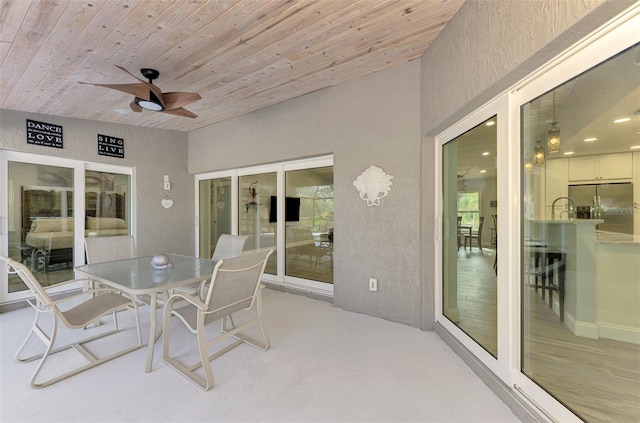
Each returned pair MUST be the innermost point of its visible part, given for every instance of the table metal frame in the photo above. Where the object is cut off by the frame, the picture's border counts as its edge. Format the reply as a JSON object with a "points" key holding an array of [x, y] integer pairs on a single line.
{"points": [[137, 277]]}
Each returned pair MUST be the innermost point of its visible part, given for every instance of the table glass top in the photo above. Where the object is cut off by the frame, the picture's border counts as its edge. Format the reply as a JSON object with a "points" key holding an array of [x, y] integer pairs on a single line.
{"points": [[137, 274]]}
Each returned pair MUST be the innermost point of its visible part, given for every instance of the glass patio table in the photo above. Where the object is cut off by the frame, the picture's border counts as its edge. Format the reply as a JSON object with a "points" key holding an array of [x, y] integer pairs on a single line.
{"points": [[136, 276]]}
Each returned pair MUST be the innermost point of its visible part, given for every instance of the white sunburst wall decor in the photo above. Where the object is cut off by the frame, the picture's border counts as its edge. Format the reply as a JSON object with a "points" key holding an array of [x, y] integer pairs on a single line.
{"points": [[373, 185]]}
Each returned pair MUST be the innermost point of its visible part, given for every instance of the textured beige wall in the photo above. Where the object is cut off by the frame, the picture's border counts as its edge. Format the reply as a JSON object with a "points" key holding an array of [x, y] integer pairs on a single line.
{"points": [[152, 152], [372, 121]]}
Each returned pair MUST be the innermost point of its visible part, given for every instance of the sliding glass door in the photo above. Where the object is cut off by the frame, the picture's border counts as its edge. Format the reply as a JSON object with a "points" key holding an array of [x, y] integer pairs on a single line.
{"points": [[563, 327], [469, 252], [215, 213], [40, 221], [48, 205], [286, 206]]}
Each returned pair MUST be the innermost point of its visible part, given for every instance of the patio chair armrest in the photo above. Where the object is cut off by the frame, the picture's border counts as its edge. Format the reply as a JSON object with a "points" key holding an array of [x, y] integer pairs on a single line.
{"points": [[46, 288], [81, 294], [189, 298]]}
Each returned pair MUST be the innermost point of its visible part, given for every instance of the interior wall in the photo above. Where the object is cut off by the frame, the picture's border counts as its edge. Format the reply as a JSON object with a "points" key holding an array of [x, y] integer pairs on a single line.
{"points": [[153, 153], [486, 48], [374, 120]]}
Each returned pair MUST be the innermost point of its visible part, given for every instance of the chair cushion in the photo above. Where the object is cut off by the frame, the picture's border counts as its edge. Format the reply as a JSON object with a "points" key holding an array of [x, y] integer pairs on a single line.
{"points": [[86, 312]]}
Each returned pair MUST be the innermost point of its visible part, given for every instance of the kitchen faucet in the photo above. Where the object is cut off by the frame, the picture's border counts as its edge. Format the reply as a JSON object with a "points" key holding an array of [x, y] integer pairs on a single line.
{"points": [[570, 212]]}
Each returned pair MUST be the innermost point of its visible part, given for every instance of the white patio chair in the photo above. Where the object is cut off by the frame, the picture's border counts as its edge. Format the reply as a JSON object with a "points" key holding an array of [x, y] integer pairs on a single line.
{"points": [[76, 316], [235, 286], [227, 246]]}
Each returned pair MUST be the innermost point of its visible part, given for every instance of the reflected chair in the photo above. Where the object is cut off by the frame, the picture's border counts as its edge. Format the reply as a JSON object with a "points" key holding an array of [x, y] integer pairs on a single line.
{"points": [[109, 248], [477, 235], [229, 246], [235, 286], [80, 313], [546, 266]]}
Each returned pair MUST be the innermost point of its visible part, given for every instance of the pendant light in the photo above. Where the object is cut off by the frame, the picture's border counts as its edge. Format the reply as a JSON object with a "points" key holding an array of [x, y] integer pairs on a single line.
{"points": [[538, 154], [553, 135], [538, 150]]}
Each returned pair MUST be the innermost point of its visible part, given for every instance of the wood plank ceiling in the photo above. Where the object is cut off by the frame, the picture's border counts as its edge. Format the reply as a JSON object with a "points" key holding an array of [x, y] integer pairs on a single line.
{"points": [[239, 55]]}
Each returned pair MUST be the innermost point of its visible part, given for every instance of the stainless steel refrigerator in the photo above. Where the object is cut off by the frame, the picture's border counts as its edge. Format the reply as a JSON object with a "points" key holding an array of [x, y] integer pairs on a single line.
{"points": [[616, 204]]}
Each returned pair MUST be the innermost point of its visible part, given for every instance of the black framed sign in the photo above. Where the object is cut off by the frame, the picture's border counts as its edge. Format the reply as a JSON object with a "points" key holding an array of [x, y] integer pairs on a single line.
{"points": [[41, 133], [110, 146]]}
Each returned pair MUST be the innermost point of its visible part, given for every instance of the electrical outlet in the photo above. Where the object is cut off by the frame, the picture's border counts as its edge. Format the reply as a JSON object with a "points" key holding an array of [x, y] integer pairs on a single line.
{"points": [[373, 284]]}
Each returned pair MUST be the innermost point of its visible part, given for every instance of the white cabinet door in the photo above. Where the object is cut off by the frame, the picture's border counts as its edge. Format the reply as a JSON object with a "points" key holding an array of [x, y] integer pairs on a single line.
{"points": [[583, 168], [615, 166]]}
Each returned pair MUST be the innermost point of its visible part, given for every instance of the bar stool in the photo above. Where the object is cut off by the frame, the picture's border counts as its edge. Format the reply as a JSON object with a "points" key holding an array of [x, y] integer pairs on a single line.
{"points": [[545, 264]]}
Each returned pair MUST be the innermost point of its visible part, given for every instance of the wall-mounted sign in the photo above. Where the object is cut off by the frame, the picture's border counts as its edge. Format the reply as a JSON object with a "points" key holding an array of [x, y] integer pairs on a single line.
{"points": [[47, 134], [110, 146]]}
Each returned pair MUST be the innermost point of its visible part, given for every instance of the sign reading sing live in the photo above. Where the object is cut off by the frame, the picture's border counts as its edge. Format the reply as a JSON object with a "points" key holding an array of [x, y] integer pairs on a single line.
{"points": [[47, 134], [110, 146]]}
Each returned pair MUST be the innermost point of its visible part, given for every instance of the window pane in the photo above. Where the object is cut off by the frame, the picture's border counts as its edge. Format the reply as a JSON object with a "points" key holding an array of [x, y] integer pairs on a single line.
{"points": [[254, 197], [581, 246], [309, 224], [41, 222], [469, 267], [107, 204], [215, 213]]}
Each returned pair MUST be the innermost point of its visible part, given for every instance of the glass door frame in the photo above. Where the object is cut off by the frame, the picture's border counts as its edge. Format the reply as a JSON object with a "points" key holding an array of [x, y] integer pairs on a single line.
{"points": [[280, 169], [613, 37], [79, 168]]}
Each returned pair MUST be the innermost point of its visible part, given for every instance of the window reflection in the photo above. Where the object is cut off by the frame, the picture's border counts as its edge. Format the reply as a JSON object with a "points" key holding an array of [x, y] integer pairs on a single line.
{"points": [[254, 197]]}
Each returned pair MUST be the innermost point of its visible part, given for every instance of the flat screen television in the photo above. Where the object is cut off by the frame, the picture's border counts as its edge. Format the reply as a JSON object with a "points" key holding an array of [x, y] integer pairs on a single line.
{"points": [[291, 209]]}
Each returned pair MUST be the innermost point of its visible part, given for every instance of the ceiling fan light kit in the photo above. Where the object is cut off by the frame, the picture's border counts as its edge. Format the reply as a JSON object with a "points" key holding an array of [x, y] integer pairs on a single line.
{"points": [[149, 97]]}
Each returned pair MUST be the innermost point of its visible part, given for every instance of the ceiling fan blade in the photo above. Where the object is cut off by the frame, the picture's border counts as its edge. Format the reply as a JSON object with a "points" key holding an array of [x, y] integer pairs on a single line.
{"points": [[134, 106], [139, 89], [180, 112], [123, 69], [175, 100]]}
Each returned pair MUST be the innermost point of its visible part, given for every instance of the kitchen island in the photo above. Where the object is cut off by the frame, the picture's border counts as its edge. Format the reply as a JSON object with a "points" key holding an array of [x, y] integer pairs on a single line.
{"points": [[617, 266], [601, 276]]}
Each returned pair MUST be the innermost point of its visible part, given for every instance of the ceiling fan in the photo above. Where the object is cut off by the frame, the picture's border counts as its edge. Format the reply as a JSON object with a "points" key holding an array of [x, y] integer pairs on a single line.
{"points": [[150, 97]]}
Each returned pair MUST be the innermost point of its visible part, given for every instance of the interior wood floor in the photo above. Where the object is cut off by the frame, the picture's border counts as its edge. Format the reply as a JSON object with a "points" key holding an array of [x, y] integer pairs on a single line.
{"points": [[598, 379]]}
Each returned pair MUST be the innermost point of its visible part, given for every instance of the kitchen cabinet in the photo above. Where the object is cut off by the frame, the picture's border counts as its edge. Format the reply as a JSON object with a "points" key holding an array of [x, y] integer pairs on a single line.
{"points": [[602, 167]]}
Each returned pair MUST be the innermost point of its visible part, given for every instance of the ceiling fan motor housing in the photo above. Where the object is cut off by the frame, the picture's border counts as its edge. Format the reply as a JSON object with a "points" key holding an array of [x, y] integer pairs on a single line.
{"points": [[149, 73]]}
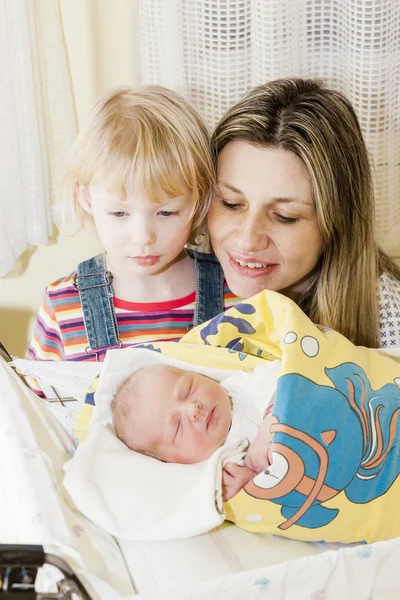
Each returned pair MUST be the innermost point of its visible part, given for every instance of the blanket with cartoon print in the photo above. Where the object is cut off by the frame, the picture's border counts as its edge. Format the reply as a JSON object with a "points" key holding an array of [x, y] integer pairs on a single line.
{"points": [[336, 445]]}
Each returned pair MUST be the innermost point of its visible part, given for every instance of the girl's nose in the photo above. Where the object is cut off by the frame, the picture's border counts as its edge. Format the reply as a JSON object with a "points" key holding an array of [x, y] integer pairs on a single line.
{"points": [[143, 232]]}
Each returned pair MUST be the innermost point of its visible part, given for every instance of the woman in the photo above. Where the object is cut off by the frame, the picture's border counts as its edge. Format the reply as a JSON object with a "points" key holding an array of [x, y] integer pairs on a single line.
{"points": [[294, 210]]}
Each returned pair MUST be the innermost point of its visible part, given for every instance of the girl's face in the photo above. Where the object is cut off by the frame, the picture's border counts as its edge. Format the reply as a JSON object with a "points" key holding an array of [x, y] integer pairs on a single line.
{"points": [[139, 236], [262, 221]]}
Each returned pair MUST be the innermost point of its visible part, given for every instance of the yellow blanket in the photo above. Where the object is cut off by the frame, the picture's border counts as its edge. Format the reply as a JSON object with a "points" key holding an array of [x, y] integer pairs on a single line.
{"points": [[336, 444]]}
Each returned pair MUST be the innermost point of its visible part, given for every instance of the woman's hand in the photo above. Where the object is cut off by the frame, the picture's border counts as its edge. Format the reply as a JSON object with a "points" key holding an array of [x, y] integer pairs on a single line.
{"points": [[258, 455], [234, 478]]}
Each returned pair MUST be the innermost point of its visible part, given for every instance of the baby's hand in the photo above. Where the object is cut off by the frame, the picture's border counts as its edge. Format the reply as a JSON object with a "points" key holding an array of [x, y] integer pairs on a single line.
{"points": [[258, 455], [234, 478]]}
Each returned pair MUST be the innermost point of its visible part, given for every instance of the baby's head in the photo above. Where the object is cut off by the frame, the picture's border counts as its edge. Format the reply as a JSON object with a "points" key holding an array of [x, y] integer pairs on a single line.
{"points": [[173, 415]]}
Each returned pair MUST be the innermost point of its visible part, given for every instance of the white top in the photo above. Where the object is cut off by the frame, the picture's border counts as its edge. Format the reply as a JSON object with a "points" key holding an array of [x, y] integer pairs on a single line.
{"points": [[389, 310], [251, 393]]}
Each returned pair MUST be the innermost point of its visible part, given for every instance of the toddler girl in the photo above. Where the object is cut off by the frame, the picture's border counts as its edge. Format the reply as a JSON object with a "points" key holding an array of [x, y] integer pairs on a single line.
{"points": [[141, 168]]}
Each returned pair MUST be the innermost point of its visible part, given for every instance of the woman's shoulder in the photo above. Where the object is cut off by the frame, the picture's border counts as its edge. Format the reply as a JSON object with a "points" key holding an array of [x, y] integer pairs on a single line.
{"points": [[389, 310]]}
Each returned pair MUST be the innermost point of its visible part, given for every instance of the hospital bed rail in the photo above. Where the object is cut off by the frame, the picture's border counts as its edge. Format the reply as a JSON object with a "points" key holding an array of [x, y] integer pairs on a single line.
{"points": [[19, 566]]}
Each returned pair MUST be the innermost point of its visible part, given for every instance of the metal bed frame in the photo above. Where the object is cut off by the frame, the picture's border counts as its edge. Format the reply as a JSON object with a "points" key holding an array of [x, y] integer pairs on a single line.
{"points": [[19, 564]]}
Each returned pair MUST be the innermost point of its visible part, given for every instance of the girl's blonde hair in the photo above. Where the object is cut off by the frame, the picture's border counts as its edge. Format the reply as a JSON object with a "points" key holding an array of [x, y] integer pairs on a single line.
{"points": [[320, 126], [150, 132]]}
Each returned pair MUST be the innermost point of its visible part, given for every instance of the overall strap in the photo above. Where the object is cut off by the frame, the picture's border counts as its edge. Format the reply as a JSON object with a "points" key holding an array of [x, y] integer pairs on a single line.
{"points": [[209, 287], [94, 285]]}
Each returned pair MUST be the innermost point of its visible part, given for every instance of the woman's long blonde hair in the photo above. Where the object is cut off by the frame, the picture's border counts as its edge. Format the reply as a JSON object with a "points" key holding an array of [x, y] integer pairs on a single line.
{"points": [[320, 126], [150, 132]]}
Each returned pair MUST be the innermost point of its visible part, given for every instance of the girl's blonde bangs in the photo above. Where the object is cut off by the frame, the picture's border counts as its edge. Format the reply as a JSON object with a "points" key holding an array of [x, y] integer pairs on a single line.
{"points": [[151, 137]]}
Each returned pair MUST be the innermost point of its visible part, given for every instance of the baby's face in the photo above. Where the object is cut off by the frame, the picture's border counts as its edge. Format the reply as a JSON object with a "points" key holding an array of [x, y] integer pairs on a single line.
{"points": [[183, 416]]}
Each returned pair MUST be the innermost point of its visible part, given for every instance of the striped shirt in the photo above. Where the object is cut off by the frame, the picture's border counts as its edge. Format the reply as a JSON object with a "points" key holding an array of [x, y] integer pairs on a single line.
{"points": [[60, 333]]}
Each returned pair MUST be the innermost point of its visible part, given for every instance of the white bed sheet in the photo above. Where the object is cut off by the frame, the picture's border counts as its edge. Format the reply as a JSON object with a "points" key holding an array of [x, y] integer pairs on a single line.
{"points": [[168, 567]]}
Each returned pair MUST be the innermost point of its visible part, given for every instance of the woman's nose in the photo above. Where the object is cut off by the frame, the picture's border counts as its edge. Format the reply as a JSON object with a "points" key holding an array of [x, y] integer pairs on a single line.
{"points": [[253, 234]]}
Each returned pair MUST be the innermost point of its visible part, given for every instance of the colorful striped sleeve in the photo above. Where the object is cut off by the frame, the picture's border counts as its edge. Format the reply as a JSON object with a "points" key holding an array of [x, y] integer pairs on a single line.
{"points": [[47, 341]]}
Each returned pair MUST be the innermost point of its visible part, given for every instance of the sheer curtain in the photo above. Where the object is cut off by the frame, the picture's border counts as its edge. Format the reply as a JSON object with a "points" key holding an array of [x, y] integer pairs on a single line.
{"points": [[213, 51], [36, 120]]}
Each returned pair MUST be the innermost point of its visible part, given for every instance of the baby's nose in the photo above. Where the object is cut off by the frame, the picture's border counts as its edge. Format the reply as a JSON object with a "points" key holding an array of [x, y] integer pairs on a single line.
{"points": [[194, 410]]}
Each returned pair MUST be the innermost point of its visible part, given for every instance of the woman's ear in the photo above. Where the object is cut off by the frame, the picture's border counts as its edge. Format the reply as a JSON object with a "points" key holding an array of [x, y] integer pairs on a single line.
{"points": [[82, 193]]}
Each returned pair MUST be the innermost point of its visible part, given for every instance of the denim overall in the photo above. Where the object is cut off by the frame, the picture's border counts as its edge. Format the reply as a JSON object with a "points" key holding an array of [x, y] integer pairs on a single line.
{"points": [[95, 290]]}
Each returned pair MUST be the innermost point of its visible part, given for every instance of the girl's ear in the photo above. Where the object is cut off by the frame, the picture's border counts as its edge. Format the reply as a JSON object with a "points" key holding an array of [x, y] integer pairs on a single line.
{"points": [[82, 193]]}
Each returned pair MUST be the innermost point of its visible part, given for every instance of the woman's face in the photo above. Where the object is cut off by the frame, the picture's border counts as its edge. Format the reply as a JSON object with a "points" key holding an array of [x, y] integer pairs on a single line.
{"points": [[262, 221]]}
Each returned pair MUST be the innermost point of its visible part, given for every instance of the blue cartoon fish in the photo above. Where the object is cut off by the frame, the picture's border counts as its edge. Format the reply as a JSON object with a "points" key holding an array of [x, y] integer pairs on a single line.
{"points": [[329, 439]]}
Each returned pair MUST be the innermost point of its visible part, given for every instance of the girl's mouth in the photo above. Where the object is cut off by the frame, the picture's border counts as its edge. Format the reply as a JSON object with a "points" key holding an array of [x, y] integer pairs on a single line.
{"points": [[145, 261]]}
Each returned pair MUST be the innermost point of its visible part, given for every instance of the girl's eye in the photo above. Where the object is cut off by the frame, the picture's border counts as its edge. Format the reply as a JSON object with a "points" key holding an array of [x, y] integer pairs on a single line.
{"points": [[231, 205], [168, 213], [286, 220]]}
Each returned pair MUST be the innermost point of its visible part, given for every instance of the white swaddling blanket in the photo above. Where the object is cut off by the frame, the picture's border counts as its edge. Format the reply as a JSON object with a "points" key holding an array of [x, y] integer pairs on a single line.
{"points": [[137, 497]]}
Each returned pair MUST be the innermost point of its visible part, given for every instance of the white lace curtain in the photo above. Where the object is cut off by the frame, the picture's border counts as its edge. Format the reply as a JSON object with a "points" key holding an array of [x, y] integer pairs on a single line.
{"points": [[213, 51], [37, 123]]}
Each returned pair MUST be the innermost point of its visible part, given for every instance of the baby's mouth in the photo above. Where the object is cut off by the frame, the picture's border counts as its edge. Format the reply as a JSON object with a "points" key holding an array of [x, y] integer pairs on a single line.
{"points": [[209, 417]]}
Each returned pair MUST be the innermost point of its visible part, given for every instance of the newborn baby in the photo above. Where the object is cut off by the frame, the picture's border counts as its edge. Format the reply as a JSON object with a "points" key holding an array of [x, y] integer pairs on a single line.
{"points": [[183, 417]]}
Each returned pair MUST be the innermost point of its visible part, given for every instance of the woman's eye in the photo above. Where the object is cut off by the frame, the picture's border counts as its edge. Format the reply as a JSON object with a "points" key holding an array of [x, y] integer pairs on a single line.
{"points": [[231, 205], [286, 220], [168, 213]]}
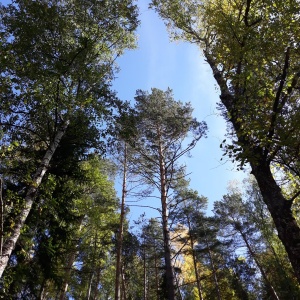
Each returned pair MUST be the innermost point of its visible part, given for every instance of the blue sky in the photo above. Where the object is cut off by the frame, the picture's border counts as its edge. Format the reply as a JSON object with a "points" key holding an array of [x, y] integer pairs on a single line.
{"points": [[160, 63]]}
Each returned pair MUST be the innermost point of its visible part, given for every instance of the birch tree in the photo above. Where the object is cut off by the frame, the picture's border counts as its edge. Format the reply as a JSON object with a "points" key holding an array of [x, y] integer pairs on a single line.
{"points": [[57, 61], [252, 48]]}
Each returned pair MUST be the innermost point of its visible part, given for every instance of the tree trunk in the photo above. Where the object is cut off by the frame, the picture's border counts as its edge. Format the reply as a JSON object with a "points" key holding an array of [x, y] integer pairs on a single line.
{"points": [[165, 225], [261, 269], [156, 275], [199, 286], [214, 270], [10, 242], [280, 209], [121, 229], [65, 284]]}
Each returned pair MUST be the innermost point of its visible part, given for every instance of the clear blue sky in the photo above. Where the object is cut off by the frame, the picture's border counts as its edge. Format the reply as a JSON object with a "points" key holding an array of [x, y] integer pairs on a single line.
{"points": [[160, 63]]}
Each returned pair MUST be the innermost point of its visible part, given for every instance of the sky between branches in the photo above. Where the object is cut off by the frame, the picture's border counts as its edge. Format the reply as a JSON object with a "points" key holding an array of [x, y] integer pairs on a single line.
{"points": [[160, 63]]}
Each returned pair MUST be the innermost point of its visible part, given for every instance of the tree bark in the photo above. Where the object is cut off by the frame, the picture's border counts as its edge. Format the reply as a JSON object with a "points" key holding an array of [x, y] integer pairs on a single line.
{"points": [[199, 286], [121, 229], [166, 234], [10, 242], [280, 210], [261, 269], [279, 207]]}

→ **THE EXERCISE**: Find "the tree trunk" in the data above, then repeat that line and all lines after it exactly, ending with the final line.

→ **EXERCISE RESULT**:
Each returned pair MUST be the innermost point of its visible part, given for every instance of the tree trunk in the photo above. Where the object is cut off by the frame, the picture's border counts as its edge. Format the reply as a JSON object with a "points" key holding an array of [x, y] integer pairs on a single line.
{"points": [[165, 225], [261, 269], [156, 275], [199, 286], [214, 270], [10, 242], [280, 209], [121, 229], [65, 284]]}
Each returned pair MUST be the innermost point of its visible part, given for every instance of the clear blue sky in the photo above. Where the object is cut off by the frame, the picture's border counts as its edge. Format the reply as a JSON object with a "points" key holding an array of [x, y] integer pairs on a single line.
{"points": [[160, 63]]}
Each returned pair MUST be the innermost point of its visible part, given for every instance of the sky between branches in the photo above. Where the object is cut off by the frame, the picture's border counts as its edge. Format the reply as a JSON object with a "points" key holding an array of [x, y] integer pairs on a single line.
{"points": [[160, 63]]}
Each returned pair MUST be the innermost point of its visible part, given for every instance of the tree bark in the photo above. Where the object is cut off by the frame, the picture's border counts as its edge. Format the reply as a JSON object with a "points" key holding an array of [x, y] integer pairs on a single line.
{"points": [[199, 286], [121, 229], [166, 234], [10, 242], [280, 210], [261, 269], [279, 207]]}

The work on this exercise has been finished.